### What is required
With the images excluded, set down every line of the listing below exactly.

Start of Data

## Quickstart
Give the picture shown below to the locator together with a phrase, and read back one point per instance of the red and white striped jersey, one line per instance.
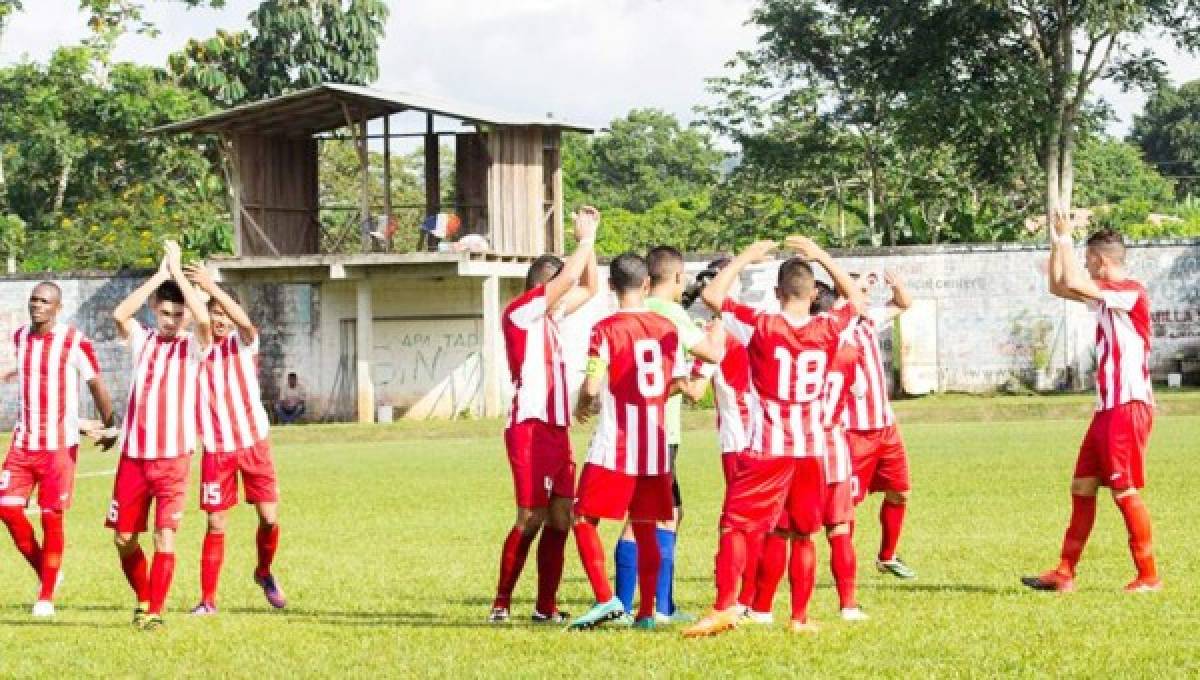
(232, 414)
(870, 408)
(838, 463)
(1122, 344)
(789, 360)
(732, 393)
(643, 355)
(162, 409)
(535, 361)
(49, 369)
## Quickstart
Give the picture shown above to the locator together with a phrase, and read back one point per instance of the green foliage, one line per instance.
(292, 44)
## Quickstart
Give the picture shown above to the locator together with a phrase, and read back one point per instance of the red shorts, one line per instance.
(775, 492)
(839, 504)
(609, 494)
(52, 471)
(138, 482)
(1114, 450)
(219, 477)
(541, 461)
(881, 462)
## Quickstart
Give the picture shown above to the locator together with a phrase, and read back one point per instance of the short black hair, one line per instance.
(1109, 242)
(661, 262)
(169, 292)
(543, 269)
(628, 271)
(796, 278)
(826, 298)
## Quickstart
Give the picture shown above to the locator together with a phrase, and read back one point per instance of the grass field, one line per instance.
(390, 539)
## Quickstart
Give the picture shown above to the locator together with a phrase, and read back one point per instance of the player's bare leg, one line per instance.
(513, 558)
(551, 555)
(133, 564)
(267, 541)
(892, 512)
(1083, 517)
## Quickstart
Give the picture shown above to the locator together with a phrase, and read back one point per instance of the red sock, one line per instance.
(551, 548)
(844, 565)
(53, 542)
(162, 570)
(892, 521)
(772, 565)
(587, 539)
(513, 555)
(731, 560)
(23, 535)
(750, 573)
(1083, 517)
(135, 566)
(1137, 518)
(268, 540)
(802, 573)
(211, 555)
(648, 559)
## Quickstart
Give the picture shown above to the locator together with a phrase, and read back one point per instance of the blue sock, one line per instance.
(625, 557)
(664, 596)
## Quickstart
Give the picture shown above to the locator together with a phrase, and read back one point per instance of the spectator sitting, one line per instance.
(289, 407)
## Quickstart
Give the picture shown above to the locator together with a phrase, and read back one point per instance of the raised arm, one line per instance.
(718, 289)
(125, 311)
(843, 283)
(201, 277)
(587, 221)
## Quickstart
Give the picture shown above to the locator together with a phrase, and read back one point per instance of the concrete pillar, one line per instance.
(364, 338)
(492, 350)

End of Data

### The completed task
## Quickstart
Give the picture shown below to the locator together with a phrase, and read back one point per instance of the red and white striped jersey, one line per instance.
(232, 414)
(870, 408)
(838, 463)
(1122, 344)
(789, 360)
(732, 393)
(643, 355)
(162, 409)
(535, 361)
(49, 369)
## Quickstart
Give the picture shown above to the locator together with a phrase, and read back one point per instance of the green foliage, one line per instance.
(292, 44)
## Quickstart
Give the picture shown above to the locator together with a phrase, and read back one point per instance of the red shorts, one line per instance.
(775, 492)
(839, 504)
(609, 494)
(52, 471)
(138, 482)
(1114, 450)
(219, 477)
(541, 461)
(881, 462)
## Quickstart
Give the picture shown above to the locator together with a phrase, and read back one point per instance of the short black hair, one line per instance.
(1109, 242)
(661, 262)
(169, 292)
(543, 269)
(628, 271)
(796, 278)
(826, 298)
## Quickstart
Give the picture shown above to the locator together with a phrase, and read back one point per instance of the grass field, one line per instance.
(390, 539)
## Quickstart
Give the picture shown above to the locator together with a phrase, and read back one point per instance of the player's bare leg, one line per instance.
(513, 558)
(551, 555)
(133, 564)
(267, 541)
(892, 512)
(1083, 517)
## Quickstart
Give the picture shown above to the locator together with a phrase, and read back one point per instance of the red sock, one line per instance.
(551, 548)
(844, 565)
(53, 542)
(162, 570)
(892, 521)
(772, 565)
(587, 539)
(513, 555)
(731, 560)
(23, 535)
(750, 573)
(1083, 517)
(135, 566)
(1137, 518)
(268, 540)
(802, 573)
(211, 555)
(648, 559)
## Quickstart
Give the picture shown above to the locator together with a phrase, and read back one point per instance of the blue sock, one line per instance.
(625, 557)
(664, 596)
## Quickstart
Give the picture shown above to the locator together with a phrase, and read back one point per instance of the spectator sitting, one line per instance.
(289, 407)
## Quickstart
Give the picture shown above to the locator together with a phrase, and read back one point per instance of the raised arm, one line per instance.
(718, 289)
(125, 311)
(843, 283)
(201, 277)
(587, 221)
## Quickstart
Give the picture shown above to the locator together with a phrase, and read back one point per instance of the concrete pillar, one line per instance.
(364, 338)
(492, 350)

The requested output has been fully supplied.